Material for this task:

⟨

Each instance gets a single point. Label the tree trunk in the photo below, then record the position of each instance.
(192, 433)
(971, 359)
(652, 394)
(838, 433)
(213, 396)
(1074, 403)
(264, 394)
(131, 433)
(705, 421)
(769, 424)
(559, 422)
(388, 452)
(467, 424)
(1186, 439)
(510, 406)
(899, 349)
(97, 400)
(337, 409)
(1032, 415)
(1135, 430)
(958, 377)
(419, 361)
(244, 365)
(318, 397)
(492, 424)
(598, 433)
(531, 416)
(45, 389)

⟩

What is required: Restate the records exactly. Leave nothing out.

Expected answer:
Each instance gets a single point. Label the tree trunk in the photo below, then record the position of each instance.
(192, 433)
(971, 359)
(652, 394)
(838, 433)
(213, 396)
(1074, 403)
(264, 394)
(131, 433)
(705, 421)
(769, 424)
(559, 422)
(388, 452)
(467, 424)
(1186, 439)
(510, 406)
(899, 349)
(97, 400)
(337, 409)
(1032, 415)
(1135, 430)
(958, 377)
(419, 361)
(244, 365)
(318, 397)
(492, 424)
(598, 433)
(531, 416)
(45, 389)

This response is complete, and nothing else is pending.